(DATA FOR THE TASK):
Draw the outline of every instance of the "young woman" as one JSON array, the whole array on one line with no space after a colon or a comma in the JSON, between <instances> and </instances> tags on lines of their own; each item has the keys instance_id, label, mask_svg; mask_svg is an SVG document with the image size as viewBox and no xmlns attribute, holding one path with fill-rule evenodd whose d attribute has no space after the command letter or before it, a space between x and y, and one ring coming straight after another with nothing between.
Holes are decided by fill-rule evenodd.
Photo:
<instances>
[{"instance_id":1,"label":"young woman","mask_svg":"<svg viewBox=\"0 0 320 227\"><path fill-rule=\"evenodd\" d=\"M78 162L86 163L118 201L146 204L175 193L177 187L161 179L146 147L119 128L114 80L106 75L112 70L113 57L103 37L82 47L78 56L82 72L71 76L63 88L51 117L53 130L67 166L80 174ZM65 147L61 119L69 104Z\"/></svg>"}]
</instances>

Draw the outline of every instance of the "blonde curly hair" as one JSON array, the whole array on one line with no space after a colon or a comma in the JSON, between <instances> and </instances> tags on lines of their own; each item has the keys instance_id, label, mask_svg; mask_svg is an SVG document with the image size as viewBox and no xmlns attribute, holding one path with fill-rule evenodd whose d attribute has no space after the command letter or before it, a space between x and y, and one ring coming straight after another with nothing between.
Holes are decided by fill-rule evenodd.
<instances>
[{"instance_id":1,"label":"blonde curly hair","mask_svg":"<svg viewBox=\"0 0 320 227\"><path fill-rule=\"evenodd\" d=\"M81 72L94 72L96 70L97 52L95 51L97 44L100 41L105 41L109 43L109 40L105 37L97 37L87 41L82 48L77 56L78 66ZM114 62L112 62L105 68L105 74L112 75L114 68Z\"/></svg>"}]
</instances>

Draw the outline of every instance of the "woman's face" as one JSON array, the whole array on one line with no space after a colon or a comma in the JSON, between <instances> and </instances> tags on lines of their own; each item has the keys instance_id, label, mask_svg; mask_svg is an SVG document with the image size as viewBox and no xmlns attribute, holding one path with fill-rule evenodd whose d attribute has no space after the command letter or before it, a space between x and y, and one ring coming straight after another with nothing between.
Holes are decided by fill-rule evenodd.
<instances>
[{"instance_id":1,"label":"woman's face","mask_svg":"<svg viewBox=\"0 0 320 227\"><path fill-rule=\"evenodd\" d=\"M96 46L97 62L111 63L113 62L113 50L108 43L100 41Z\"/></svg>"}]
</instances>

(TASK DETAILS):
Recopy the whole listing exactly.

(THE COMPLETED TASK):
Draw the outline of every instance of the "young woman" as one JSON array, the whole array on one line with no space after a colon or a comma in the JSON, between <instances> and </instances> tags on lines of their own; each item has the keys instance_id, label, mask_svg; mask_svg is an SVG document with the image size as viewBox and no xmlns attribute, holding one path with fill-rule evenodd whose d attribute has no space after the command letter or before it, a space between x and y, and one ring coming straight after another with nothing between.
Holes are decided by fill-rule evenodd.
Photo:
<instances>
[{"instance_id":1,"label":"young woman","mask_svg":"<svg viewBox=\"0 0 320 227\"><path fill-rule=\"evenodd\" d=\"M78 162L86 163L118 201L146 204L175 193L177 187L161 179L146 147L119 128L114 80L106 75L112 70L113 57L103 37L82 47L78 56L82 72L71 76L63 88L51 117L53 130L67 166L80 174ZM65 147L61 119L69 104Z\"/></svg>"}]
</instances>

Draw the outline of every instance of the "blonde curly hair" as one JSON array, the whole array on one line with no space after a colon or a comma in the JSON, between <instances> and </instances> tags on lines of their own; each item has the keys instance_id, label, mask_svg; mask_svg is an SVG document with the image size as viewBox and no xmlns attribute, holding one path with fill-rule evenodd whose d attribute has no space after the command letter or before it, a space between x and y, and one ring coming straight after another with nothing between.
Holes are decided by fill-rule evenodd.
<instances>
[{"instance_id":1,"label":"blonde curly hair","mask_svg":"<svg viewBox=\"0 0 320 227\"><path fill-rule=\"evenodd\" d=\"M81 72L94 72L96 70L97 52L95 51L97 44L100 41L105 41L109 43L109 40L105 37L97 37L87 41L82 48L77 56L78 66ZM114 62L112 62L105 68L105 74L112 75L114 68Z\"/></svg>"}]
</instances>

Draw the outline of every instance of the "woman's face" as one JSON array, the whole array on one line with no space after a colon or a comma in the JSON, between <instances> and </instances> tags on lines of their own; each item has the keys instance_id, label, mask_svg; mask_svg is an SVG document with the image size as viewBox and no xmlns attribute, holding one path with fill-rule evenodd whose d attribute has no space after the command letter or before it, a space between x and y, and one ring coming straight after another with nothing between.
Holes are decided by fill-rule evenodd.
<instances>
[{"instance_id":1,"label":"woman's face","mask_svg":"<svg viewBox=\"0 0 320 227\"><path fill-rule=\"evenodd\" d=\"M96 46L97 62L111 63L113 62L113 50L108 43L100 41Z\"/></svg>"}]
</instances>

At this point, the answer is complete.